Stored items from a collection:
- - - -

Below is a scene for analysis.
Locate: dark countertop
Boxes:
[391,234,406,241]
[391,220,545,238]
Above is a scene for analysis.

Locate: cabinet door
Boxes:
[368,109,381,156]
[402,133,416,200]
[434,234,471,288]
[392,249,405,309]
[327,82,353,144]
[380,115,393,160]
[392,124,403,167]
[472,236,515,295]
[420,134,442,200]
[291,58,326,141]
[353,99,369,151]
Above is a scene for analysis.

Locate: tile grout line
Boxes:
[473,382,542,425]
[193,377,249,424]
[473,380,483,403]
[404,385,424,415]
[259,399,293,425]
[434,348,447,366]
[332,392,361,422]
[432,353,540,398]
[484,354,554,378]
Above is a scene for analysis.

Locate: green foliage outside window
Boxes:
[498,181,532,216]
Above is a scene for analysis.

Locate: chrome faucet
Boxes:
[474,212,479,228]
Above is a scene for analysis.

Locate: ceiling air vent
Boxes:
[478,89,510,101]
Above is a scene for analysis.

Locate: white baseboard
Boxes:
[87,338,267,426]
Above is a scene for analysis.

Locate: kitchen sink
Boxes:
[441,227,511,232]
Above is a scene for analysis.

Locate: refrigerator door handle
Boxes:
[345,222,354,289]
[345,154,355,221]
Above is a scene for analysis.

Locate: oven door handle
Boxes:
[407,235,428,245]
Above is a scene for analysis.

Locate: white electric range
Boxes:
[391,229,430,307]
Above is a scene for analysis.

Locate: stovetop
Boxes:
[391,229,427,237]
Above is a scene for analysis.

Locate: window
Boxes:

- - - -

Reproduce each entry exactly, leaving out nothing.

Below is a scene for analysis.
Locate: dark countertop
Boxes:
[391,234,406,241]
[391,220,545,238]
Above is a scene for analysis.

Locate: cabinet door
Boxes:
[368,109,381,156]
[402,133,416,200]
[434,234,471,288]
[392,249,405,309]
[327,82,353,144]
[380,115,393,160]
[392,124,403,167]
[472,236,515,295]
[420,134,442,200]
[291,58,326,141]
[353,99,369,151]
Above is a scene for analysis.

Locate: tile grout line
Boxes:
[473,382,542,425]
[193,377,249,424]
[473,380,483,403]
[404,385,424,415]
[259,399,293,425]
[434,348,447,366]
[332,392,361,422]
[432,353,540,398]
[484,354,554,378]
Above is a scene for analysis.

Locate: green foliage outside window
Boxes:
[498,181,532,216]
Above is a scene for analysis.

Locate: chrome faucet
Boxes:
[474,212,479,228]
Above is a scene for analysis.

Locate: ceiling air vent
Boxes:
[478,89,510,101]
Above is a scene for analysis.

Locate: white baseboard
Boxes:
[87,338,267,426]
Above is a scene for analysis.

Locate: kitchen sink
Boxes:
[441,227,511,232]
Above is a scene for analysis.

Locate: refrigerator door handle
Boxes:
[345,222,354,289]
[345,154,355,221]
Above is a scene for analysis.

Locate: oven door handle
Boxes:
[407,235,428,245]
Above is a scene for analysis.

Locate: white electric range
Boxes:
[391,229,430,307]
Above is a scene for analysis.

Locate: stovetop
Boxes:
[391,229,427,237]
Above is a scene for analysis.

Locate: window
Boxes:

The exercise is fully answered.